From the line that contains "the blurred background" down to the last line of the data below, transcribe every line exactly.
____
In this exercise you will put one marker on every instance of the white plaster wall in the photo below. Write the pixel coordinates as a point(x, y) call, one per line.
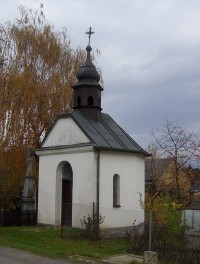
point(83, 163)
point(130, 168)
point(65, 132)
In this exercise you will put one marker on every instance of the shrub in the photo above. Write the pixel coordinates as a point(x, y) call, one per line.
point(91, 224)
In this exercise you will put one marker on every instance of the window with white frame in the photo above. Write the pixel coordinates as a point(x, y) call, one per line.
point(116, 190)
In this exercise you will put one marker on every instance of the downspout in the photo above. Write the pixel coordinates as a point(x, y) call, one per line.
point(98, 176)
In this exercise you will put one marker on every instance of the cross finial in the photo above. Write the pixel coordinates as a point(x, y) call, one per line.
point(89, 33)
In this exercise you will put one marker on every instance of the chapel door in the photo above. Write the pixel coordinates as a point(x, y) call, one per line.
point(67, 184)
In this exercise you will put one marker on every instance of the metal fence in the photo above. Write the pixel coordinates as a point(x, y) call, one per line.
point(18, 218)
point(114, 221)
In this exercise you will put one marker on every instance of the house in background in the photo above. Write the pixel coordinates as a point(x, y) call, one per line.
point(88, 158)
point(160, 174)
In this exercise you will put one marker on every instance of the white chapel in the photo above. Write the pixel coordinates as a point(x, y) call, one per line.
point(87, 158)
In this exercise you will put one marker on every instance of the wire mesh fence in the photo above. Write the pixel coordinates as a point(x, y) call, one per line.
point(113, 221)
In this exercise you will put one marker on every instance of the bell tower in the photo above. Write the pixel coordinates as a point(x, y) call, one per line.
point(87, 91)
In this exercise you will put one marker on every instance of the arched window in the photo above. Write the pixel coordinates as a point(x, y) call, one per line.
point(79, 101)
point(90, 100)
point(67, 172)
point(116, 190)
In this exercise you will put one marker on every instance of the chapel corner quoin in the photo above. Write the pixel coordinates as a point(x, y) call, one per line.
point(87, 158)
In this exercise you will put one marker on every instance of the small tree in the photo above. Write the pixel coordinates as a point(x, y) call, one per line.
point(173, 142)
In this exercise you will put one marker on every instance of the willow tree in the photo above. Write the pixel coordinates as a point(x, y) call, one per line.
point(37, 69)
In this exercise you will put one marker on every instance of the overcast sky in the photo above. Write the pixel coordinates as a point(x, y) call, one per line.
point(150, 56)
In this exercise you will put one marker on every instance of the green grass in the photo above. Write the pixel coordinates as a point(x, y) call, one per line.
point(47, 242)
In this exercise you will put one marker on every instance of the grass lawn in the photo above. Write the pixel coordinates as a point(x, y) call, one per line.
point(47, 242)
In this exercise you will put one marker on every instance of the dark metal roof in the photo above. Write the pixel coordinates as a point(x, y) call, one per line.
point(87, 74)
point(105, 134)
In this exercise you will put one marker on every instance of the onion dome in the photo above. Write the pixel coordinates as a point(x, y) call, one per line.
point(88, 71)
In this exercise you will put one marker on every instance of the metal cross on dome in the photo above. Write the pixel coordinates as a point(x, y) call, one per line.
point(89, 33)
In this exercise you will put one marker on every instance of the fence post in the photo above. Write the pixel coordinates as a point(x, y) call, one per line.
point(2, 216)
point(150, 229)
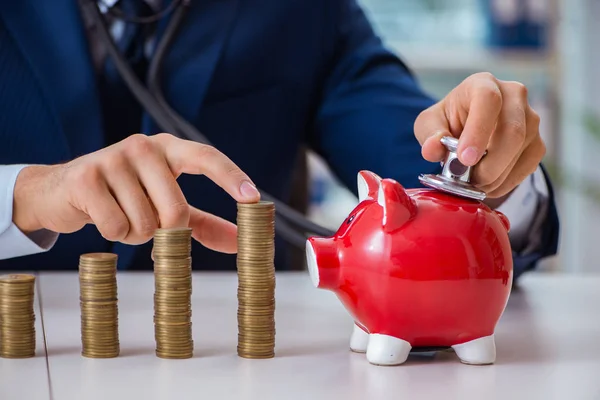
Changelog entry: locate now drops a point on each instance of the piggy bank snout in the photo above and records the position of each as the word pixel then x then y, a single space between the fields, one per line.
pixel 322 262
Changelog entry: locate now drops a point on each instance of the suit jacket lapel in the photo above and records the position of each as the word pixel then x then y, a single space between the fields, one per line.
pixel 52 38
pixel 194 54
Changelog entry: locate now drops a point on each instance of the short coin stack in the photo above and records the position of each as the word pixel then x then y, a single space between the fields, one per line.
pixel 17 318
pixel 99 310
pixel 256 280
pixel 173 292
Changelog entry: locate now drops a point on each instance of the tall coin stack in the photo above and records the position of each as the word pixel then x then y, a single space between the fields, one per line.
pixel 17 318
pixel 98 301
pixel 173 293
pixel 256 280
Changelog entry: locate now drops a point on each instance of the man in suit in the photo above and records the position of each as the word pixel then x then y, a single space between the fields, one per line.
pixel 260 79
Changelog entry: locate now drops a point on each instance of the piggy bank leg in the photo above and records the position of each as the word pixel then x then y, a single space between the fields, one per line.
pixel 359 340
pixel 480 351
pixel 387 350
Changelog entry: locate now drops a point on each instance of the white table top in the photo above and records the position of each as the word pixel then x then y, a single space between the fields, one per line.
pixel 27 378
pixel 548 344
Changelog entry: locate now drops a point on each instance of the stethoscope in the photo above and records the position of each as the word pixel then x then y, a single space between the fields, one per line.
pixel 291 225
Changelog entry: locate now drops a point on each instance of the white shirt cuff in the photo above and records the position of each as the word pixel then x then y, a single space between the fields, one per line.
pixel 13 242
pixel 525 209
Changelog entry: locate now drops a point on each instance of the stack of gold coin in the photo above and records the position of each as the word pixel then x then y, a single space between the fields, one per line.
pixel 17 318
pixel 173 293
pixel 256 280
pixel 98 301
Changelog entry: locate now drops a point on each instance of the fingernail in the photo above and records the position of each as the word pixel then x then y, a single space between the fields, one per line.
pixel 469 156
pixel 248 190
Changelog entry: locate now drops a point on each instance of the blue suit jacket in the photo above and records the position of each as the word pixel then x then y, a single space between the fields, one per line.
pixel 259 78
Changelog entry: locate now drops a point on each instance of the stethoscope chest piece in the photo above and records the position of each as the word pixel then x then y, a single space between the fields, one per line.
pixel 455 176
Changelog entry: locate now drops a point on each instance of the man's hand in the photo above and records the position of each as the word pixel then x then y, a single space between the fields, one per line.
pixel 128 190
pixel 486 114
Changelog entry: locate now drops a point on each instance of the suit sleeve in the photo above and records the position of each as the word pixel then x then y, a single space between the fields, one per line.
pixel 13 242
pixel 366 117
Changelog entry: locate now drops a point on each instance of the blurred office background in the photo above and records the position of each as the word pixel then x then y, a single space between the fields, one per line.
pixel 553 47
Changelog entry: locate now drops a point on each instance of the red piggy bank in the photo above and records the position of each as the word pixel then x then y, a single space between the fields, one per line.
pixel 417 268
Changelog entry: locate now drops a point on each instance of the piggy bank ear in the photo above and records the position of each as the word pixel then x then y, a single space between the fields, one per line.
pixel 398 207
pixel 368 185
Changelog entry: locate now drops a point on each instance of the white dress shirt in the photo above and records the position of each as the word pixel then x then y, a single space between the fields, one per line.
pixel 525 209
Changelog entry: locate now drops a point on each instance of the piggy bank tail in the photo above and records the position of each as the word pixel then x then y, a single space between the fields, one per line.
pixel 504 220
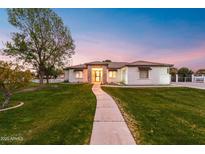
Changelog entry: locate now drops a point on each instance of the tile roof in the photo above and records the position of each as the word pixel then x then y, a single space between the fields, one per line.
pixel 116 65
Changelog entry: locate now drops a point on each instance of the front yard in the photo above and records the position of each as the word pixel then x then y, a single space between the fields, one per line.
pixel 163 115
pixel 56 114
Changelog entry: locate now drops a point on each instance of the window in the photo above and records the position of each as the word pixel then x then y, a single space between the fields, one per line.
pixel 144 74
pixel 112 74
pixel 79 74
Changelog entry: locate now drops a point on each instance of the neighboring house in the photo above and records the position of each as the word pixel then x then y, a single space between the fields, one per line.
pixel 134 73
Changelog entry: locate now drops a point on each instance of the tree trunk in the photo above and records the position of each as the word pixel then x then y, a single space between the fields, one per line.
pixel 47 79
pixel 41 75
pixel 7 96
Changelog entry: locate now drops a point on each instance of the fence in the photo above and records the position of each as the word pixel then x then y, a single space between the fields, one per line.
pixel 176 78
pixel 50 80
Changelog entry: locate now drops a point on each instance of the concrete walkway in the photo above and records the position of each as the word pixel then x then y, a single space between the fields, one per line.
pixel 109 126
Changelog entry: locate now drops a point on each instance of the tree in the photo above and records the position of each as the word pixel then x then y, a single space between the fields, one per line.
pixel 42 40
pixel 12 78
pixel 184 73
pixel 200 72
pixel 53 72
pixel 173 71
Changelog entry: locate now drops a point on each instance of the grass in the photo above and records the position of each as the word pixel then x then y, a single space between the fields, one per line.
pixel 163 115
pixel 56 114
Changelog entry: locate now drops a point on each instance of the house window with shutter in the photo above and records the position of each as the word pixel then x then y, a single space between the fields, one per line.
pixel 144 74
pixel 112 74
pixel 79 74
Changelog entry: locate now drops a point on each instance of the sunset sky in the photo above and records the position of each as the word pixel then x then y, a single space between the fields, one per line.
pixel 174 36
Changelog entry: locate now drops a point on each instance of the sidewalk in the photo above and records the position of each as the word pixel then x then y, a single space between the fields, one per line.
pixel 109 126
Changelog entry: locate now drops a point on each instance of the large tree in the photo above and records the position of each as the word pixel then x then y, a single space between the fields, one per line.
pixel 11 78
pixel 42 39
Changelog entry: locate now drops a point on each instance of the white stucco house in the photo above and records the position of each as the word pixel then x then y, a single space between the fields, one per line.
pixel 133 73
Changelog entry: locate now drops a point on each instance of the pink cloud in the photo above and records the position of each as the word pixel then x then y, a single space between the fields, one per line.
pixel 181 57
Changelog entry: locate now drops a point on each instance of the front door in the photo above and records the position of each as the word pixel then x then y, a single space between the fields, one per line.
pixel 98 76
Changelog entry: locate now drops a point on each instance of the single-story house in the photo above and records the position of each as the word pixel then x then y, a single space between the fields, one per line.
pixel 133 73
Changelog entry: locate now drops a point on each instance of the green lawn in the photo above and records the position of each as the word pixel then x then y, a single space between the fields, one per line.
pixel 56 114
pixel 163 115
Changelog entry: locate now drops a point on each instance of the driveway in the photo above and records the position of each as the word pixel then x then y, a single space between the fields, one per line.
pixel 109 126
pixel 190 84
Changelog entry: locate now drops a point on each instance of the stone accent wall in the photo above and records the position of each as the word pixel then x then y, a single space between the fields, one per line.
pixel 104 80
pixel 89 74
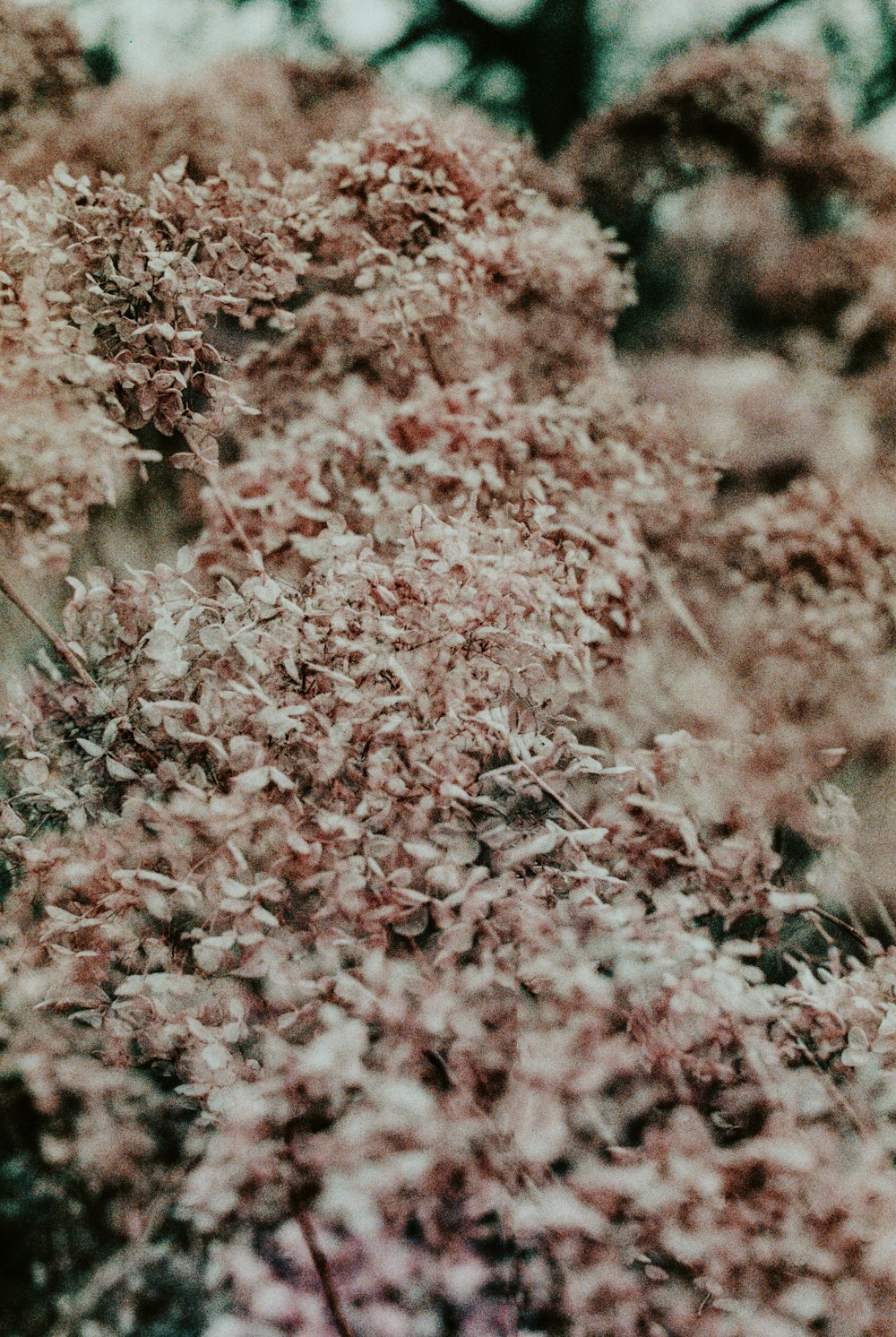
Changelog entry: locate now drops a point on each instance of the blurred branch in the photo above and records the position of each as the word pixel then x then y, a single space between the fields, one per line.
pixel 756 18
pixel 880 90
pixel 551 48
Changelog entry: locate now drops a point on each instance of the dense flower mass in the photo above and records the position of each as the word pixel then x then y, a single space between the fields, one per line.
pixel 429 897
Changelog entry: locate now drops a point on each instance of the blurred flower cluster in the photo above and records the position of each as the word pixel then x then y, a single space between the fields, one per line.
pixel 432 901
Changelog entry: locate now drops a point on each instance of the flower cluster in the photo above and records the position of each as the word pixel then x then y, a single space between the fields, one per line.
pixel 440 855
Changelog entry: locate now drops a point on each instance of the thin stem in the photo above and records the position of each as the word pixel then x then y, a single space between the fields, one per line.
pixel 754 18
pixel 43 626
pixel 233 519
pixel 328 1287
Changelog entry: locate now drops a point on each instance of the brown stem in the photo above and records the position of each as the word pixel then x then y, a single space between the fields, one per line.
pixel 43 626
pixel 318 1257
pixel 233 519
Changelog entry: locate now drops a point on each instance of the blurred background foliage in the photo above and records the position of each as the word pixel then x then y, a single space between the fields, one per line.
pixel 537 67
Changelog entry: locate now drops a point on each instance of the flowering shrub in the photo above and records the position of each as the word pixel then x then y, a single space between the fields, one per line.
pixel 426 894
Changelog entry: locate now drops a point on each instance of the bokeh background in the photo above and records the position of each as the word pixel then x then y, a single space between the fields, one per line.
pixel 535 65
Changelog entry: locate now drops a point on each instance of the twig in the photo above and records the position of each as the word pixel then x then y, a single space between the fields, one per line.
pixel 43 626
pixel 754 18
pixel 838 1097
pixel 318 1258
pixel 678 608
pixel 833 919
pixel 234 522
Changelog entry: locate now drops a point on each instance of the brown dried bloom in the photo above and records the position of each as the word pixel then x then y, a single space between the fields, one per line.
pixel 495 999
____
ANSWER SPACE >>
Changelog entry: locate now drops a point on each instance of the blurred background foliage in the photo above and records the position of each as the word pixel then x then y, a single space between the fields, one per line.
pixel 537 67
Changelog entry: locate now drops a point on each instance of the flowering shrub in the photo above and records the position of each as the word pixel then x then y, a single space between the fields, one per line.
pixel 426 894
Changelog entry: locate now drops a point on each instance of the bokeh background in the photo above and records the position of each as the word pixel then x then y, a single space between the fields, one per line.
pixel 535 65
Changelog entry: locate now drops a point on each instance of the twig in the photo above and records the position of each as the word pixel then x then y, a single space between the fields, one per line.
pixel 43 626
pixel 754 18
pixel 838 1097
pixel 318 1258
pixel 678 608
pixel 833 919
pixel 234 522
Changelog entry: locate now drops a point on each instance of the brown dried bloom in the photo above and records the position of each as the word pixel then x then y, a single space between the fields, one per line.
pixel 495 999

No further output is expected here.